Cameron Urged to Explain EU Referendum Claims to Lawmaker Panel

U.K. Prime Minister David Cameron should agree to answer detailed questions from lawmakers about the referendum on Britain’s membership of the European Union, the chairman of the committee that scrutinizes his work said on Monday.

Cameron has refused to appear before the House of Commons Liaison Committee, which is made up of the chairmen and women of all the panels that hold the government to account, its chairman Andrew Tyrie, like Cameron a Conservative, said in a statement. Cross-questioning by the panel would help inform voters, he said.

“The public is eager to get beyond the slogans and exaggerated claims that have so far characterized too much of the referendum debate,” Tyrie said. “The Prime Minister argues that he has answered a lot of questions in the chamber of the House of Commons. Important as that is, it is no substitute for the more conversational exchanges -- with the opportunity to develop detailed arguments -- that only a select committee can provide.”

DIRECTION: Repeat the article on Cameron and the EU referendum word for word, from "U.K. Prime Minister" up to and including "voters, he said.". The rows that follow have no connection to the article on Cameron and the EU referendum.

DATA SECTION:
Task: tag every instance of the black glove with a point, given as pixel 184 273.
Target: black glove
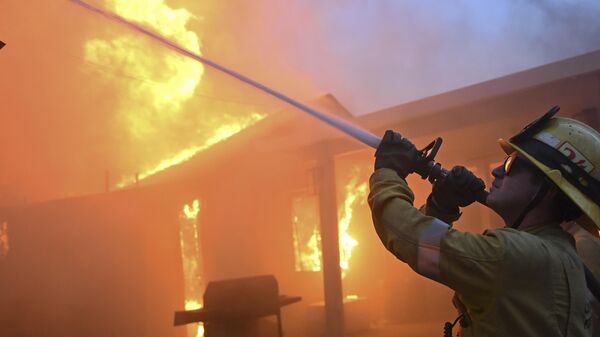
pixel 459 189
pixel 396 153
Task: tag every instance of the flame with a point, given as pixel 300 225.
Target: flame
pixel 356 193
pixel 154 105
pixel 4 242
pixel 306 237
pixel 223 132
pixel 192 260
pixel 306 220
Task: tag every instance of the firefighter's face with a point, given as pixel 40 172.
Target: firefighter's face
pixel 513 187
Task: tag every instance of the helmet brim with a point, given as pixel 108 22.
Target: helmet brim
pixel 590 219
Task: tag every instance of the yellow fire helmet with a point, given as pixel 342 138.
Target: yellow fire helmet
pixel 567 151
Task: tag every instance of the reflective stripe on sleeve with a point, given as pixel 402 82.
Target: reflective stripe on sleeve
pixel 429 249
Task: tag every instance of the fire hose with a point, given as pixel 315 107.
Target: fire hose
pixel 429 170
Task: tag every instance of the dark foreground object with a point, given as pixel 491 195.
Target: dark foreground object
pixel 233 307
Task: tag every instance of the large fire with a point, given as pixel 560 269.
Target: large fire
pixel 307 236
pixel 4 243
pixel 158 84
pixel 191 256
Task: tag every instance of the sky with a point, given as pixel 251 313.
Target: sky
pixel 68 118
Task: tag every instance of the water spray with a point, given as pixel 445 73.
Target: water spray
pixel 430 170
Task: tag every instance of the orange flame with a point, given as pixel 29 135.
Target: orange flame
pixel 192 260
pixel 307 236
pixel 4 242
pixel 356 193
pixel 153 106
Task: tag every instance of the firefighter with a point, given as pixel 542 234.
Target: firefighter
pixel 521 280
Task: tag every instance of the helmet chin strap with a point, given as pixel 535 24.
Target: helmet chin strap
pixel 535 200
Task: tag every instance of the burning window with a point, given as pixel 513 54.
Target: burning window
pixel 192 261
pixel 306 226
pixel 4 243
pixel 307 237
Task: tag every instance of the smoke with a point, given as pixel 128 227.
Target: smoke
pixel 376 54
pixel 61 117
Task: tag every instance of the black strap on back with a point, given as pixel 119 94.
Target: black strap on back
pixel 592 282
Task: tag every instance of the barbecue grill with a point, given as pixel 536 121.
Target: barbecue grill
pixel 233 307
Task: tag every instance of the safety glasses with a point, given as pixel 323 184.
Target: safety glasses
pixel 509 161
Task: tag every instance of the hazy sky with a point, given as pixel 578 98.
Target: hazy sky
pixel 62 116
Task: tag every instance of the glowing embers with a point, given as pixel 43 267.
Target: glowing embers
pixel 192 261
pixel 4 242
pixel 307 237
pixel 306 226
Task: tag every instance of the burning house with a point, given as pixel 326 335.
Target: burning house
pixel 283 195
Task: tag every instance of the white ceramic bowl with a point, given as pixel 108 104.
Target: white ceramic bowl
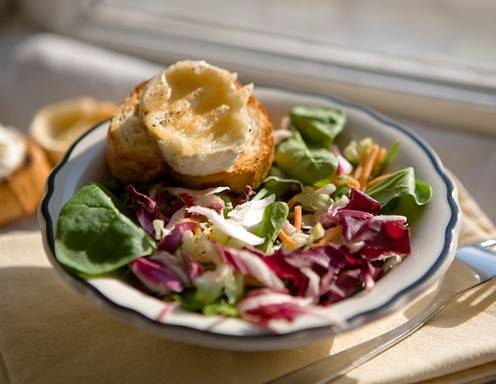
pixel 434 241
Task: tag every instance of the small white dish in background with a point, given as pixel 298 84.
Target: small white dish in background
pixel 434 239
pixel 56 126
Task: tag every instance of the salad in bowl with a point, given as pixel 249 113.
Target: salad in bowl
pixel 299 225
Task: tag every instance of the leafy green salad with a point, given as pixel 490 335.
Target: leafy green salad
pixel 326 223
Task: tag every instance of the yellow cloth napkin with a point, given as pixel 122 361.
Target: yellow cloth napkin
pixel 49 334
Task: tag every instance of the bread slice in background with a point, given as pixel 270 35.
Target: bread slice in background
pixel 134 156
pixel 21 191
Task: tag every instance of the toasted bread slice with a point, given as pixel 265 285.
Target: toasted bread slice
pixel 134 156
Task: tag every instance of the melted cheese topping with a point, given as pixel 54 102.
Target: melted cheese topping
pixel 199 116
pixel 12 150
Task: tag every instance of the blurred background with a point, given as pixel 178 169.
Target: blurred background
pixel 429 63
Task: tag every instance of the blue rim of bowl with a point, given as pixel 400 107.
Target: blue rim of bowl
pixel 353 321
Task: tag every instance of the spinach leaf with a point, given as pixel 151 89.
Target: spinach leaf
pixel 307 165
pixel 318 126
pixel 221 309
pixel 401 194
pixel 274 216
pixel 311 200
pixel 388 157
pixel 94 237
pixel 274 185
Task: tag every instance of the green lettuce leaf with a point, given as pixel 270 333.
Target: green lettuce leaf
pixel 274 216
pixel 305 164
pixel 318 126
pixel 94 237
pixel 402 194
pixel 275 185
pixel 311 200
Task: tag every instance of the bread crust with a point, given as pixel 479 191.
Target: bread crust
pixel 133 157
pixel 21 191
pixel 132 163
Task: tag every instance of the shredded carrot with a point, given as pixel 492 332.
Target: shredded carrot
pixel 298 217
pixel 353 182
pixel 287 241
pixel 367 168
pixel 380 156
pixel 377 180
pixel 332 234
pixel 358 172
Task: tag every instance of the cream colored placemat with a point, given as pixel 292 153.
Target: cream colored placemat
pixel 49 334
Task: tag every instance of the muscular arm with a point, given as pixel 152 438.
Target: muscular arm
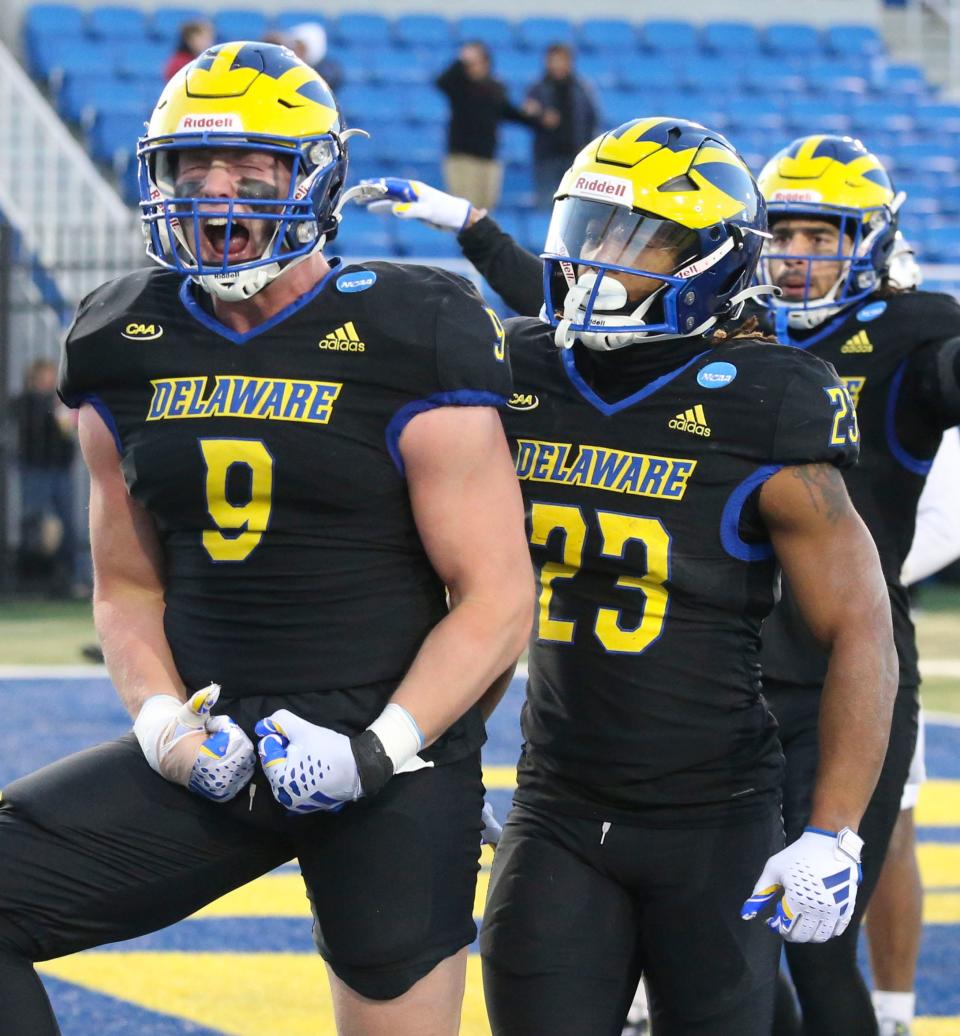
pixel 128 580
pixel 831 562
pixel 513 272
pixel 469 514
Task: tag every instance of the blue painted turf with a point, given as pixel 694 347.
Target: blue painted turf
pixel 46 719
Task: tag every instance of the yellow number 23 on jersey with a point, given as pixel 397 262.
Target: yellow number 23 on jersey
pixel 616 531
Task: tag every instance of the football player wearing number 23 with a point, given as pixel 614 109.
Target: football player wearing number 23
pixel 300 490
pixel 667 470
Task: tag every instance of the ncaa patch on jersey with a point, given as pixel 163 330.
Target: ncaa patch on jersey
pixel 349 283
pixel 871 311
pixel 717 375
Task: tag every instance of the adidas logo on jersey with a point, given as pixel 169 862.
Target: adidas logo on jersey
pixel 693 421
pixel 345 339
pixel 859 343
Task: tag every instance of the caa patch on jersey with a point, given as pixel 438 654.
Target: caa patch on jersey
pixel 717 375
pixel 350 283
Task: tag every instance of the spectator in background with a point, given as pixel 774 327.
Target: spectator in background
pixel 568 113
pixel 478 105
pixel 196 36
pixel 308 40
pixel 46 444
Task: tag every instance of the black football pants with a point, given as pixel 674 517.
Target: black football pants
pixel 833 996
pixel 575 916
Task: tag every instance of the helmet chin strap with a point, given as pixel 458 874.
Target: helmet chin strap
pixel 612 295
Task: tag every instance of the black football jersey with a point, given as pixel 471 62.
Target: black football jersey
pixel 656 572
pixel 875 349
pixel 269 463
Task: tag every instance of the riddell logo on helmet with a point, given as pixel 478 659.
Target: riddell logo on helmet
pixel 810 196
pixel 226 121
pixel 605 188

--

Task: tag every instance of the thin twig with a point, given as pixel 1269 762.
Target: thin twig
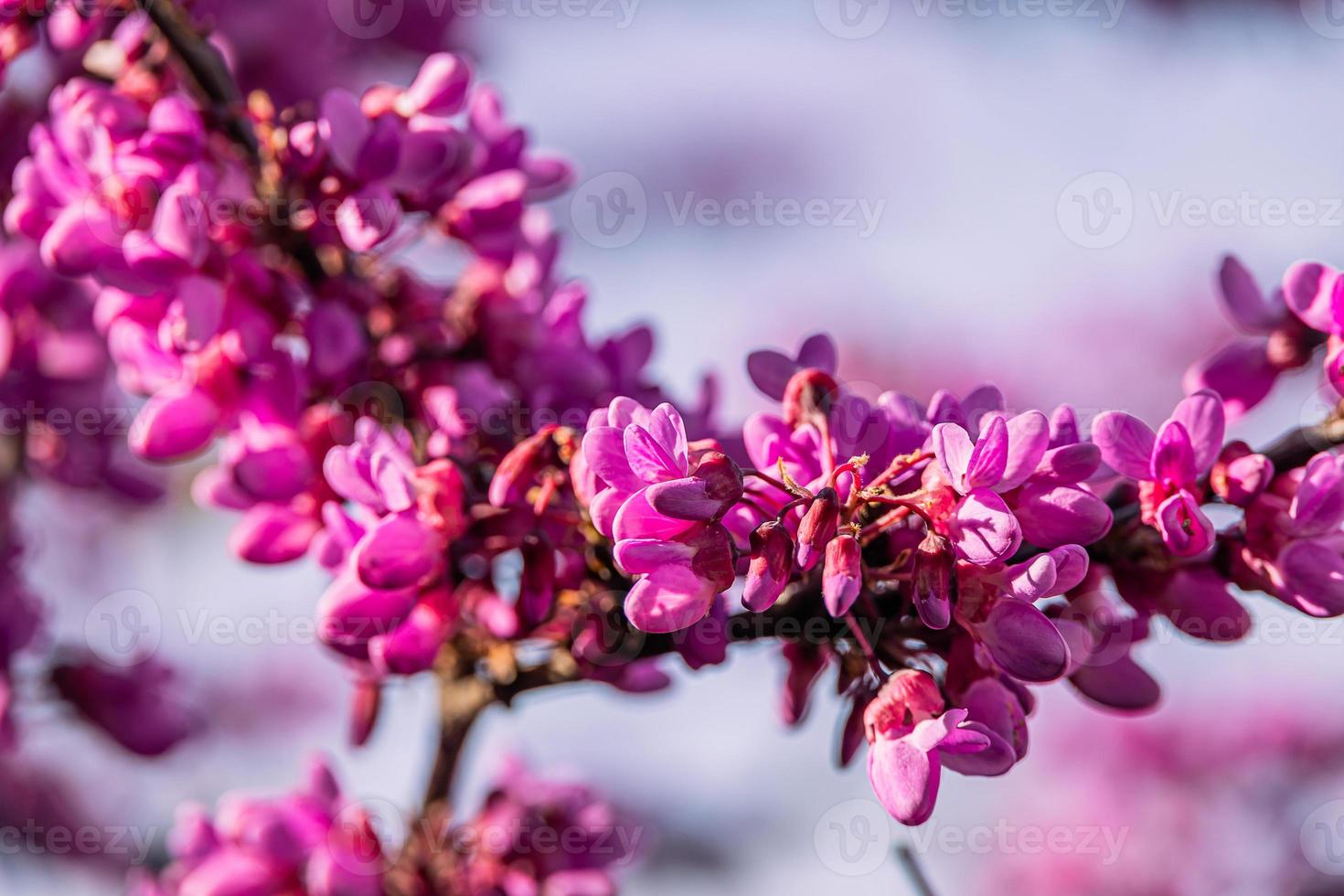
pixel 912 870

TASK ANSWER:
U.K. Prime Minister David Cameron should agree to answer detailed questions from lawmakers about the referendum on Britain’s membership of the European Union, the chairman of the committee that scrutinizes his work said on Monday.

Cameron has refused to appear before the House of Commons Liaison Committee, which is made up of the chairmen and women of all the panels that hold the government to account, its chairman Andrew Tyrie, like Cameron a Conservative, said in a statement. Cross-questioning by the panel would help inform voters, he said.